● **What you have to do**: Write out each entry again. Keep every word exactly as it is.

+--

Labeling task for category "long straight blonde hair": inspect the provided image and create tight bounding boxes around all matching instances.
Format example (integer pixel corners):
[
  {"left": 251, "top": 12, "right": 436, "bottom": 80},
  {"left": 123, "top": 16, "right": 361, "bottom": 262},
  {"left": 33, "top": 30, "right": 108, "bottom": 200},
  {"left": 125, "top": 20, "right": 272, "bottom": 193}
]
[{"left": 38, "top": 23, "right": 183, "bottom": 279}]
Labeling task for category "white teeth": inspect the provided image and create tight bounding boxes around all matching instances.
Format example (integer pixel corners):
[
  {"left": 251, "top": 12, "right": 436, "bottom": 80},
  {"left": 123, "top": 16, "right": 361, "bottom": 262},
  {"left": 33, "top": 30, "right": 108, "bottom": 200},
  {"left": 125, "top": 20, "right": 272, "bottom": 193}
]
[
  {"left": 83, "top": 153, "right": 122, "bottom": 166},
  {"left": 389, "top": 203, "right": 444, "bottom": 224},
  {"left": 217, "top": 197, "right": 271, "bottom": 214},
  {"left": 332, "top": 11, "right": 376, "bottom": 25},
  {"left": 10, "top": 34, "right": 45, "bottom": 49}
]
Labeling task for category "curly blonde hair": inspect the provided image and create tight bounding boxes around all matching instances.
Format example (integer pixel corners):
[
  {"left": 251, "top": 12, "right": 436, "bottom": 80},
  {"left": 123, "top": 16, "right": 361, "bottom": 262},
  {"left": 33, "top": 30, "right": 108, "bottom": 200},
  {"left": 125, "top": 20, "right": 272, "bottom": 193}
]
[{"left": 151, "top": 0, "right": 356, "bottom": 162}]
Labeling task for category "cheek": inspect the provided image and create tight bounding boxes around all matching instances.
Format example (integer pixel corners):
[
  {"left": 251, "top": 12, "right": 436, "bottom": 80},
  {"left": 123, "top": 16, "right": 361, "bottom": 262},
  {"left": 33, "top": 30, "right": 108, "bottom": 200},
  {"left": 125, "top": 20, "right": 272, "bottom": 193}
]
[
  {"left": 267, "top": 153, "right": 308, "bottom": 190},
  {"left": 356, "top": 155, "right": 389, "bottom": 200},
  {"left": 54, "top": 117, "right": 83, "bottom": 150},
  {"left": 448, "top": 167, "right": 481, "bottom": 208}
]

+--

● **Complete answer**:
Labeling task for category "long straight blonde hair": inspect the provided image and create tight bounding boxes around all matching instances.
Format example (integer pixel corners):
[
  {"left": 251, "top": 12, "right": 436, "bottom": 80},
  {"left": 123, "top": 16, "right": 361, "bottom": 262},
  {"left": 33, "top": 30, "right": 108, "bottom": 200},
  {"left": 125, "top": 20, "right": 272, "bottom": 193}
]
[{"left": 38, "top": 23, "right": 183, "bottom": 279}]
Labeling task for category "white teeth": inspect the provided image and create tight bounding boxes around all matching instances.
Format example (integer pixel corners):
[
  {"left": 251, "top": 12, "right": 436, "bottom": 80},
  {"left": 123, "top": 16, "right": 361, "bottom": 262},
  {"left": 33, "top": 30, "right": 108, "bottom": 200},
  {"left": 125, "top": 20, "right": 272, "bottom": 193}
]
[
  {"left": 83, "top": 153, "right": 122, "bottom": 166},
  {"left": 389, "top": 203, "right": 444, "bottom": 224},
  {"left": 217, "top": 197, "right": 271, "bottom": 214},
  {"left": 332, "top": 11, "right": 376, "bottom": 25},
  {"left": 10, "top": 34, "right": 45, "bottom": 49}
]
Labeling task for category "curly blonde hair": inspect the provided image and create tight bounding boxes around all matching instances.
Format example (integer pixel corners):
[
  {"left": 251, "top": 12, "right": 436, "bottom": 80},
  {"left": 123, "top": 16, "right": 361, "bottom": 262},
  {"left": 33, "top": 30, "right": 108, "bottom": 200},
  {"left": 125, "top": 20, "right": 272, "bottom": 193}
]
[{"left": 151, "top": 0, "right": 356, "bottom": 162}]
Labeling task for category "cheek": inspect the provided image and create tight bounding boxes around all matching instances.
Format example (integer pixel corners):
[
  {"left": 251, "top": 12, "right": 436, "bottom": 80},
  {"left": 123, "top": 16, "right": 361, "bottom": 262},
  {"left": 33, "top": 30, "right": 108, "bottom": 200},
  {"left": 125, "top": 20, "right": 272, "bottom": 193}
]
[
  {"left": 267, "top": 153, "right": 308, "bottom": 190},
  {"left": 356, "top": 155, "right": 389, "bottom": 200},
  {"left": 54, "top": 117, "right": 83, "bottom": 150},
  {"left": 448, "top": 167, "right": 481, "bottom": 208}
]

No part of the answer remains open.